Write out the risk management text word for word, everything from "Linking business risk" down to "sustainable competitive advantage.".
[Opening TEXT EXCERPT section]
The Priority Risk Management Process
A four-stage cyclical process serves as our framework for assessing business risks:
Identification: By considering the three elements of sustainability (social, environmental and economic responsibilites), an extensive list of possible risks to the business is compiled with no preference to priority.
Prioritisation: The prioritisation of risks is undertaken separately but in parallel for the three elements, as their severities are not necessarily directly comparable. Risks with a high consequence are identified and taken forward for senior management attention. To ensure timeliness, risks are reviewed periodically and as material events take place.
Action: For each priority risk, ownership is agreed, actions identified and key performance indicators assigned. While risks are identified and prioritised by senior management, the actions to be taken are identified within the relevant division(s).
Monitor and Report: The implementation and effectiveness of the system and actions are monitored on an ongoing basis using key performance indicators wherever possible. Senior management is informed of risk, action status and applicability of the system through regular reporting. A corporate sustainability report is issued demonstrating robustness of the system and achievement of indicators.
Linking business risk to stakeholder engagement is an issue that invites universal discussions amongst sustainability business experts. For the Corporation, our strategy for competitive advantage illustrates the synergies between these two factors. Based upon the accepted Michael Porter model for competitive advantage we position the principal inputs, components of risk (cost leadership) and engagement (adding value), to develop the process for corporate focus/strategy. Through this application, we align and prioritise our resources to provide value leadership, positive stakeholder buy-in and the end strategy of sustainable competitive advantage.
Risk strategy
The prioritised business risk management process in conjunction with existing risk management practices serve as the basis for the broader enterprise-wide risk management (EWRM) strategy currently in development. This new strategy will incorporate the processes to cover business, operational, compliance and financial risks as well as the identification and management of risks linked to our business objectives. It will cover management of new and unknown risks when operating in mainland China. The strategy will provide a corporate level view of risk to allow senior management to understand the most important risks being taken by the business as a whole, how individual business areas can support the management of such risks to achiev e corporate objectives and, the application of resources in the most cost-effective manner to achieve our business goals.
[Closing TEXT EXCERPT section]
[Opening GIVEN DATA section]
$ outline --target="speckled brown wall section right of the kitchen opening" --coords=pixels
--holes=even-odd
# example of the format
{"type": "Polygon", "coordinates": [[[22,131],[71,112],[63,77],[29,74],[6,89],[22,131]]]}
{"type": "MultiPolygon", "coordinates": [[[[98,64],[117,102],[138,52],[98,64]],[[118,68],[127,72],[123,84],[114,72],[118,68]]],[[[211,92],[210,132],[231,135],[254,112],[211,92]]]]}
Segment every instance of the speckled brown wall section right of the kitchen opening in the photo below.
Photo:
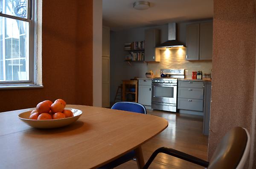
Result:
[Closing GIVEN DATA section]
■ **TASK RESULT**
Linking business risk to stakeholder engagement is an issue that invites universal discussions amongst sustainability business experts. For the Corporation, our strategy for competitive advantage illustrates the synergies between these two factors. Based upon the accepted Michael Porter model for competitive advantage we position the principal inputs, components of risk (cost leadership) and engagement (adding value), to develop the process for corporate focus/strategy. Through this application, we align and prioritise our resources to provide value leadership, positive stakeholder buy-in and the end strategy of sustainable competitive advantage.